**SOURCE INFORMATION**
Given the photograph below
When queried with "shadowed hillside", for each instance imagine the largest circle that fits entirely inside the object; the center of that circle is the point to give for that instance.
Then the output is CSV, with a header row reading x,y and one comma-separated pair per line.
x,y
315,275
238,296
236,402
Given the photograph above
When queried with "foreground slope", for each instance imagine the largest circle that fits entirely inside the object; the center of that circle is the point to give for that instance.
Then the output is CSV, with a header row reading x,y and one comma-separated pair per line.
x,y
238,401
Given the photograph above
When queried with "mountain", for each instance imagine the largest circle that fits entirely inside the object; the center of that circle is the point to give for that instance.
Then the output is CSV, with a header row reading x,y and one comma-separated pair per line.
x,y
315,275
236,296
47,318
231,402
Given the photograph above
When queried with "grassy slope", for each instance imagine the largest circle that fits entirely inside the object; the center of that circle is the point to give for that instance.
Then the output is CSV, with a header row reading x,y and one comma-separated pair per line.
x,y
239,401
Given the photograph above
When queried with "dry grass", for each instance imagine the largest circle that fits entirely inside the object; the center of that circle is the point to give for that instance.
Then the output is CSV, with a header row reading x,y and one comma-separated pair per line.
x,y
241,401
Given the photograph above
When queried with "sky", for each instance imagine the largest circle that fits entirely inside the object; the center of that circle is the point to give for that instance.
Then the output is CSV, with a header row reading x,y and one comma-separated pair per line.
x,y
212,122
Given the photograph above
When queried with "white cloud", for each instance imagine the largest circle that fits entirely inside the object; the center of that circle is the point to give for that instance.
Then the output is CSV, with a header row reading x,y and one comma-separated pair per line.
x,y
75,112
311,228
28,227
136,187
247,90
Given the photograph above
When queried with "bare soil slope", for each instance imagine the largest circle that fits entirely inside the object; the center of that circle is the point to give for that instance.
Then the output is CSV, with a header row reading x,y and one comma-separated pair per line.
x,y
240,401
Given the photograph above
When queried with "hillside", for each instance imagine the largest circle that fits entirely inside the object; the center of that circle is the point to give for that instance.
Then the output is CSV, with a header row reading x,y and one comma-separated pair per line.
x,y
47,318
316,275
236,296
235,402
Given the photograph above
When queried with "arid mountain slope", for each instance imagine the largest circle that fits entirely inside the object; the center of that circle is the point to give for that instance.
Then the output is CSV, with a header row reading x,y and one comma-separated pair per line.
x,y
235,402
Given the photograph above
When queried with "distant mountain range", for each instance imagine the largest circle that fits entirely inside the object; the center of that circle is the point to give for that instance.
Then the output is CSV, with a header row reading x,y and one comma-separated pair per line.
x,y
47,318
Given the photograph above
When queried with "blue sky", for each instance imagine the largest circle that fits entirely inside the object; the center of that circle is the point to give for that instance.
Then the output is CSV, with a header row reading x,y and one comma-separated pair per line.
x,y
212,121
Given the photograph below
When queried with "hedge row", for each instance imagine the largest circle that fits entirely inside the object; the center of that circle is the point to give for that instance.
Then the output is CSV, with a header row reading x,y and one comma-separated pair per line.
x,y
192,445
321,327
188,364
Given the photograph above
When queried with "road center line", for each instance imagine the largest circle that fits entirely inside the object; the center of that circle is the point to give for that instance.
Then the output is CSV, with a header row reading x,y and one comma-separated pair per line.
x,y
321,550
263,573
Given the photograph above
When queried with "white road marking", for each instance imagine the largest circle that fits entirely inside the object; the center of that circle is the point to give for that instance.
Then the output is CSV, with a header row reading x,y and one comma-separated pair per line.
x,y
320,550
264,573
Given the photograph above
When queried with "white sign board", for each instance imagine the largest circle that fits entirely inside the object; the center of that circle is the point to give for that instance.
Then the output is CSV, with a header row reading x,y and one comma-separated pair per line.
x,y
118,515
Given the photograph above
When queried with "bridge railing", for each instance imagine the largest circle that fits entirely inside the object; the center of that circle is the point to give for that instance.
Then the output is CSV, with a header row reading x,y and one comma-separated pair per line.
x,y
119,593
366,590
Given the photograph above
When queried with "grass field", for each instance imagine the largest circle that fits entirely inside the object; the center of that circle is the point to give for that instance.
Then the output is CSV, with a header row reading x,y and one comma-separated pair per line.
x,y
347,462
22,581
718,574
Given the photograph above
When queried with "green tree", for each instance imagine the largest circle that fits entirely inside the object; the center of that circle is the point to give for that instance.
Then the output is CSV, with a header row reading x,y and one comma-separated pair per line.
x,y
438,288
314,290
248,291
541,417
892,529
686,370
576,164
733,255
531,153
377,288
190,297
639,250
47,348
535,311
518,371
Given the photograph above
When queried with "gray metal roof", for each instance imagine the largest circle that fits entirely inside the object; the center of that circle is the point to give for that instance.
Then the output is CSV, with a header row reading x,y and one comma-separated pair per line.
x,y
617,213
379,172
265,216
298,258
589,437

* * *

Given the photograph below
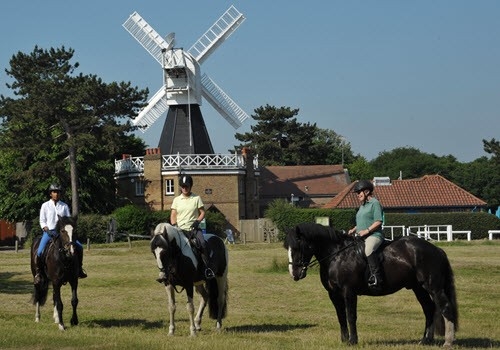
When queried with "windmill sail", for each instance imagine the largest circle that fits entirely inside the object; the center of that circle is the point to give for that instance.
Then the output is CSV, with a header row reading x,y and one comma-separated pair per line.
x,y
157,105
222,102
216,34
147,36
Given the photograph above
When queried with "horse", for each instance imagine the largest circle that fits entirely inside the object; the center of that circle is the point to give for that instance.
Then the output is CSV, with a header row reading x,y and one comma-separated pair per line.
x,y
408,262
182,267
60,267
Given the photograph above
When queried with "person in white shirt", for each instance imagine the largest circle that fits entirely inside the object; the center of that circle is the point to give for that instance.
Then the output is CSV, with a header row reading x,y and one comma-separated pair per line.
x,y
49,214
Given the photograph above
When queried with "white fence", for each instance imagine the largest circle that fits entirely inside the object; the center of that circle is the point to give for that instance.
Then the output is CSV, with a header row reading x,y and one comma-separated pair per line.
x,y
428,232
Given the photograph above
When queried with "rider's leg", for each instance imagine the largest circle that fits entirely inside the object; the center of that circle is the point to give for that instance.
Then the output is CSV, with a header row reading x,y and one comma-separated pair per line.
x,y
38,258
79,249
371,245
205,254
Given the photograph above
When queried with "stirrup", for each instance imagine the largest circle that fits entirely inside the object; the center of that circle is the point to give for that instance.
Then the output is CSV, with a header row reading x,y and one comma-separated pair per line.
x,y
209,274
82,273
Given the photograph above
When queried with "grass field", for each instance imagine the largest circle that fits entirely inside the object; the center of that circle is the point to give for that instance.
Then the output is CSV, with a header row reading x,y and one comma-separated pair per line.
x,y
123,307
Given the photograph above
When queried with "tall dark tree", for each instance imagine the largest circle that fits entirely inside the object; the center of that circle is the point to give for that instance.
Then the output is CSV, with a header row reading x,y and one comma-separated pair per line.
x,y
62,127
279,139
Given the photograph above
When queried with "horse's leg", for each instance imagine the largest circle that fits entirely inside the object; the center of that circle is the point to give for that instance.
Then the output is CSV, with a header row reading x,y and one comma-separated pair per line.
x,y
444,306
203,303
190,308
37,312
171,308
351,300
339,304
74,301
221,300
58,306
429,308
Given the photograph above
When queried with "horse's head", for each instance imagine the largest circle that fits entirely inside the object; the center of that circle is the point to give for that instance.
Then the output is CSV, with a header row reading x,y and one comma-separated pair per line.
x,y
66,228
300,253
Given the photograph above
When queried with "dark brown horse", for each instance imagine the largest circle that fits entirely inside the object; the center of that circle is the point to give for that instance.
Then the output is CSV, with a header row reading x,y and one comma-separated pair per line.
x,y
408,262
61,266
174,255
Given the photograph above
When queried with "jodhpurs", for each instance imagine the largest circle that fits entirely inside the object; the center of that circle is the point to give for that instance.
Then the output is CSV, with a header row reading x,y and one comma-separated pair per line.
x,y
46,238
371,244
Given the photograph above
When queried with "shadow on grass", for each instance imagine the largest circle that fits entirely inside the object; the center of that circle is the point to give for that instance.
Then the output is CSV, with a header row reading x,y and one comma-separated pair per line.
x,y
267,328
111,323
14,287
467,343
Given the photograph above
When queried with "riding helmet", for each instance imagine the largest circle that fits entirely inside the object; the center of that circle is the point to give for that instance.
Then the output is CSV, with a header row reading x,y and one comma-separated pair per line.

**PROBLEM DETAILS**
Your answer should consist of the lines above that hold the word "dark", copied exactly.

**RESPONSE**
When queried with "tall dark tree", for each instance imagine the largest circle that fits entirely inside the object; the center of that circle is the point to give for that instance.
When queried with "dark brown horse", for each instance imagine the largest circle that fits entirely inside the object; the center of that circle is the point to give for that instance.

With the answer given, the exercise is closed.